— Begin —

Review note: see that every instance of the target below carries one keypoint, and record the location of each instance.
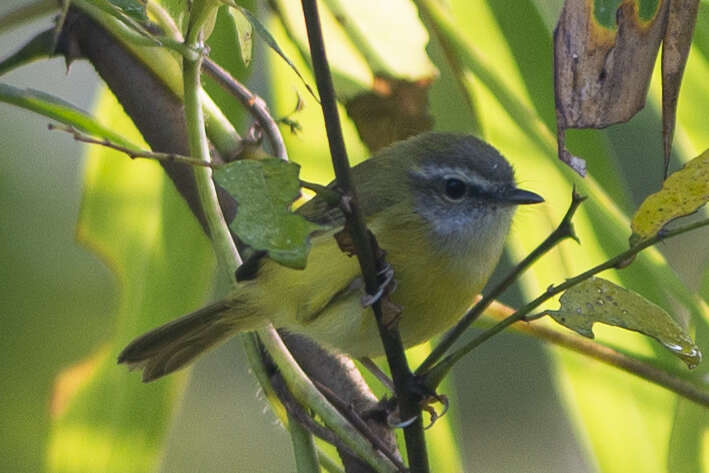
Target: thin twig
(435, 375)
(132, 153)
(563, 231)
(364, 245)
(607, 355)
(253, 103)
(360, 424)
(377, 373)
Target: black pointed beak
(523, 197)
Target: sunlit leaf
(271, 42)
(682, 194)
(133, 8)
(39, 47)
(112, 422)
(244, 33)
(264, 191)
(597, 300)
(60, 110)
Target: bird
(439, 204)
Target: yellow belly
(323, 301)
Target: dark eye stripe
(455, 188)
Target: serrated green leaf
(682, 194)
(264, 190)
(599, 300)
(60, 110)
(244, 33)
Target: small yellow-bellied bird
(440, 205)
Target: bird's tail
(175, 344)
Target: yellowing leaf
(599, 300)
(682, 194)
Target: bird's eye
(455, 188)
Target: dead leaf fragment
(681, 19)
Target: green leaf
(244, 33)
(599, 300)
(682, 194)
(133, 217)
(57, 109)
(132, 8)
(264, 190)
(271, 41)
(39, 47)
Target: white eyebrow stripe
(468, 176)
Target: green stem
(224, 246)
(435, 375)
(365, 246)
(306, 458)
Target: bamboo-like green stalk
(306, 458)
(297, 381)
(407, 400)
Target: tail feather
(175, 344)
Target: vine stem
(365, 246)
(435, 375)
(297, 381)
(607, 355)
(227, 253)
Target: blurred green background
(58, 302)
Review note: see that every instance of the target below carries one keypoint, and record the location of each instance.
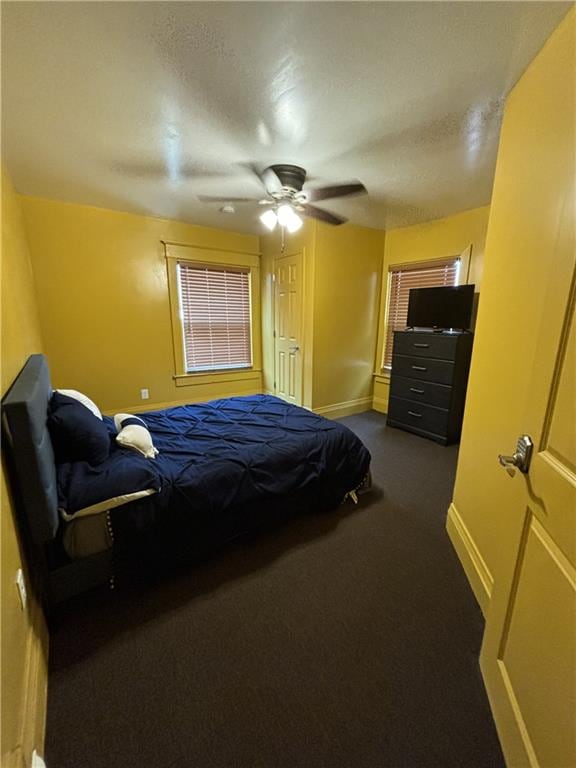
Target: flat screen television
(448, 307)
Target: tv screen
(448, 307)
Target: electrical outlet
(20, 583)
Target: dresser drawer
(421, 391)
(417, 415)
(438, 371)
(442, 347)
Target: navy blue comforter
(224, 465)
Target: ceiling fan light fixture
(269, 219)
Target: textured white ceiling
(141, 106)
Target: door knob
(520, 459)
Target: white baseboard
(347, 408)
(473, 563)
(380, 404)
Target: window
(402, 279)
(214, 303)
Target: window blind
(402, 280)
(215, 315)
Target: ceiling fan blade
(321, 215)
(335, 190)
(267, 178)
(218, 199)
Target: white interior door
(288, 327)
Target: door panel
(522, 382)
(288, 327)
(540, 620)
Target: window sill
(210, 377)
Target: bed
(224, 469)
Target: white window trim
(174, 253)
(462, 278)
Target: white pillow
(104, 506)
(82, 399)
(134, 435)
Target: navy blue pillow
(77, 435)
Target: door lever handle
(520, 459)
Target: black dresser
(428, 383)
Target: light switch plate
(21, 585)
(37, 761)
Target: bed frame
(31, 470)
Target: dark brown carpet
(348, 640)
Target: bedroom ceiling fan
(286, 199)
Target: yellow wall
(346, 297)
(531, 187)
(431, 240)
(104, 305)
(24, 636)
(341, 293)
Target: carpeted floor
(347, 640)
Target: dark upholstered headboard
(24, 413)
(29, 459)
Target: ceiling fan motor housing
(291, 176)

— End —

§ **TASK DETAILS**
Retype every entry above word for word, omitting the pictures.

§ **OUTPUT FOR THIS EXERCISE**
Review note: see that every instance of the target below carries one keypoint, and record the location of each instance.
Target: thin twig
(435, 375)
(132, 153)
(563, 231)
(364, 245)
(607, 355)
(253, 103)
(360, 424)
(377, 373)
Target: black pointed beak
(523, 197)
Target: sunlit leaf
(271, 42)
(682, 194)
(133, 8)
(39, 47)
(112, 422)
(244, 33)
(264, 191)
(597, 300)
(60, 110)
Target: bird
(439, 204)
Target: yellow belly
(323, 301)
Target: dark eye stripe
(455, 188)
Target: serrated green leaf
(682, 194)
(264, 190)
(599, 300)
(60, 110)
(244, 33)
Target: small yellow-bellied bird
(440, 205)
Target: bird's tail
(175, 344)
Target: yellowing leaf
(599, 300)
(682, 194)
Target: bird's eye
(455, 188)
Target: dead leaf fragment
(681, 19)
Target: green leaf
(244, 33)
(599, 300)
(682, 194)
(133, 217)
(57, 109)
(132, 8)
(264, 190)
(271, 41)
(39, 47)
Target: white eyebrow stripe
(468, 176)
Target: green stem
(224, 246)
(435, 375)
(365, 246)
(306, 458)
Target: bamboo-like green stalk
(306, 458)
(297, 381)
(407, 400)
Target: tail feather
(175, 344)
Target: vine stem
(365, 246)
(435, 375)
(297, 381)
(607, 355)
(227, 253)
Target: blurred green background
(58, 302)
Review note: see that every instance of the target below carries one keypoint, and record the location of each instance.
Target: flat screen television
(448, 307)
Target: tv screen
(448, 307)
Target: electrical outlet
(20, 583)
Target: dresser drawer
(421, 391)
(417, 415)
(438, 371)
(442, 347)
Target: navy blue comforter
(224, 465)
Target: ceiling fan light fixture
(269, 219)
Target: textured white ceiling
(141, 106)
Target: door knob
(520, 459)
Target: white baseboard
(347, 408)
(473, 563)
(380, 404)
Target: window
(402, 279)
(214, 303)
Target: window blind
(402, 280)
(215, 315)
Target: ceiling fan blade
(321, 215)
(335, 190)
(267, 178)
(218, 199)
Target: white interior door
(288, 327)
Target: door panel
(522, 382)
(288, 327)
(540, 620)
Target: window sill
(210, 377)
Target: bed
(224, 469)
Target: white window trim
(174, 253)
(462, 278)
Target: white pillow
(104, 506)
(82, 399)
(134, 435)
Target: navy blue pillow
(77, 435)
Target: door lever handle
(520, 459)
Target: black dresser
(428, 383)
Target: light switch plate
(21, 585)
(37, 761)
Target: bed frame
(31, 470)
Target: dark brown carpet
(348, 640)
Target: bedroom ceiling fan
(286, 199)
Target: yellow wall
(346, 297)
(531, 187)
(431, 240)
(104, 305)
(24, 636)
(341, 293)
Target: carpeted floor
(347, 640)
Target: dark upholstered headboard
(24, 413)
(29, 459)
Target: ceiling fan motor housing
(291, 176)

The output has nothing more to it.